▸ **Set problem**
Copy the lines below, swapping each occurrence of "vase" for "jar" and leaving everything else unchanged.

——

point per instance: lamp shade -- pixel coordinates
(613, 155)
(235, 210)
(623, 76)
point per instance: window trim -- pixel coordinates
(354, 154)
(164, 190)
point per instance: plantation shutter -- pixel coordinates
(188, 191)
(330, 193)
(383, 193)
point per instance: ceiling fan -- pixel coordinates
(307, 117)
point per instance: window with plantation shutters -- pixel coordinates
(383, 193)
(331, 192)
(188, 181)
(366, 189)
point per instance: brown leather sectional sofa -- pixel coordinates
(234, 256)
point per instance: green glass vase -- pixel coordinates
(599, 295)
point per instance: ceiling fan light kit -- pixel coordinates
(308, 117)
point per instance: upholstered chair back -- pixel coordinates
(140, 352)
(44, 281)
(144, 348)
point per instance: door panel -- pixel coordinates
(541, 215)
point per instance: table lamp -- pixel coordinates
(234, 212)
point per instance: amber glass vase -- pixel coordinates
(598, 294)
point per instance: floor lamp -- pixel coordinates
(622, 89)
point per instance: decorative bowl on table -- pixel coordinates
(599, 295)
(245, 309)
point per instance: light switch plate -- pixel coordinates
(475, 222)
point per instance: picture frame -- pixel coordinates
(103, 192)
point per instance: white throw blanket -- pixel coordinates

——

▸ **Complete response**
point per instance: lamp shade -- pixel coordinates
(613, 155)
(235, 210)
(623, 76)
point per instance: window trim -- pixel coordinates
(354, 154)
(164, 190)
point per instance: plantation shutter -- pixel coordinates
(188, 191)
(330, 193)
(383, 193)
point per instance: ceiling fan -- pixel coordinates
(307, 117)
point per instance: window with plantation shutters -- pixel coordinates
(383, 193)
(331, 192)
(188, 181)
(366, 189)
point per instance: brown leather sectional sofa -- pixel coordinates
(234, 256)
point per instance: green glass jar -- pixel coordinates
(599, 295)
point per instance: ceiling fan light kit -- pixel coordinates
(308, 117)
point per instance: upholstered chair back -- pixel coordinates
(140, 352)
(44, 281)
(144, 348)
point per instance: door panel -- pixel coordinates
(541, 215)
point per instance: table lamp -- pixel coordinates
(234, 212)
point per instance: amber glass jar -- pixel coordinates
(598, 294)
point per instance: floor lamp -- pixel coordinates
(622, 89)
point per instance: decorative bowl on table -- pixel coordinates
(599, 295)
(245, 309)
point per instance: light switch plate -- pixel coordinates
(475, 222)
point per instance: picture frame -- pixel coordinates
(103, 192)
point per instance: white throw blanket -- pixel coordinates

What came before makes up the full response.